## GIVEN TEXT
* * *

Ambassador Susman's Thanksgiving Remarks at St Paul's Cathedral

25 November 2010
An image from last year's Thanksgiving Day Service which also celebrated the 50th anniversary of the St Paul's Thanksgiving Day service. (Photo courtesy of Roland Kemp)

An image from last year's Thanksgiving Day Service which also celebrated the 50th anniversary of the St Paul's Thanksgiving Day service. (Photo courtesy of Roland Kemp)

(As prepared for delivery)

One of the great privileges of being the United States Ambassador to the Court of St. James’s is having the opportunity to address the American community and British friends on Thanksgiving Day in this magnificent cathedral. 

It is an honor to celebrate Thanksgiving, which is so special to Americans, in a place so venerated by the British people.

Like many of you, I can remember those iconic images of St. Paul’s, standing dark and defiant amid the smoke, sirens and searchlights of the London Blitz, as if steadfast in the knowledge that this would pass, and victory would come.

That day did come, thanks to the brave Americans, British and other allies who stood together for freedom and saved democracy for the free world.

Americans and British alike will never forget the freedom we fought so hard for.

* * *

Please reproduce the Thanksgiving remarks above in full, word for word.

## PROVIDED MATERIAL
* * *

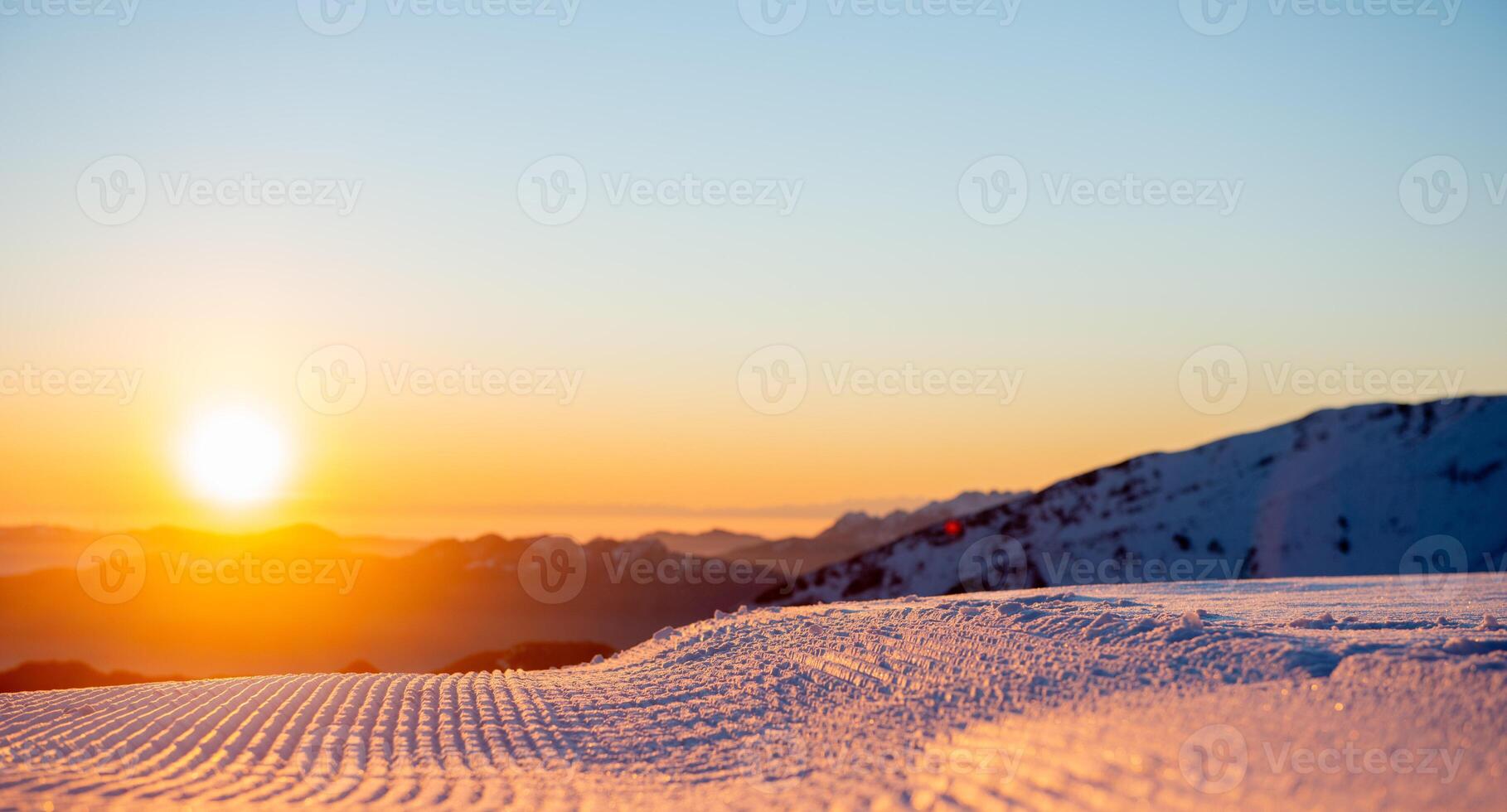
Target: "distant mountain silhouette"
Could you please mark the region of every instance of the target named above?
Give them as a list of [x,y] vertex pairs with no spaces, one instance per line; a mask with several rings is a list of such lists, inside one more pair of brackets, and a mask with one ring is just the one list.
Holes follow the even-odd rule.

* * *

## CORRECT RESPONSE
Ambassador Susman's Thanksgiving Remarks at St Paul's Cathedral

25 November 2010
An image from last year's Thanksgiving Day Service which also celebrated the 50th anniversary of the St Paul's Thanksgiving Day service. (Photo courtesy of Roland Kemp)

An image from last year's Thanksgiving Day Service which also celebrated the 50th anniversary of the St Paul's Thanksgiving Day service. (Photo courtesy of Roland Kemp)

(As prepared for delivery)

One of the great privileges of being the United States Ambassador to the Court of St. James’s is having the opportunity to address the American community and British friends on Thanksgiving Day in this magnificent cathedral. 

It is an honor to celebrate Thanksgiving, which is so special to Americans, in a place so venerated by the British people.

Like many of you, I can remember those iconic images of St. Paul’s, standing dark and defiant amid the smoke, sirens and searchlights of the London Blitz, as if steadfast in the knowledge that this would pass, and victory would come.

That day did come, thanks to the brave Americans, British and other allies who stood together for freedom and saved democracy for the free world.

Americans and British alike will never forget the freedom we fought so hard for.